*Assigned task*:
The full set of entries, reproduced exactly, is the expected answer.

*Dataset records*:
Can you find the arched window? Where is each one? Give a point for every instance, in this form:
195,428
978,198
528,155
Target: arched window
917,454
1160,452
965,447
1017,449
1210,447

*Written reply*:
Can you find the arched window? Where is each one? Give a point for every instance, in this form:
195,428
978,198
528,155
Target: arched window
917,454
1160,452
965,447
1017,449
1210,447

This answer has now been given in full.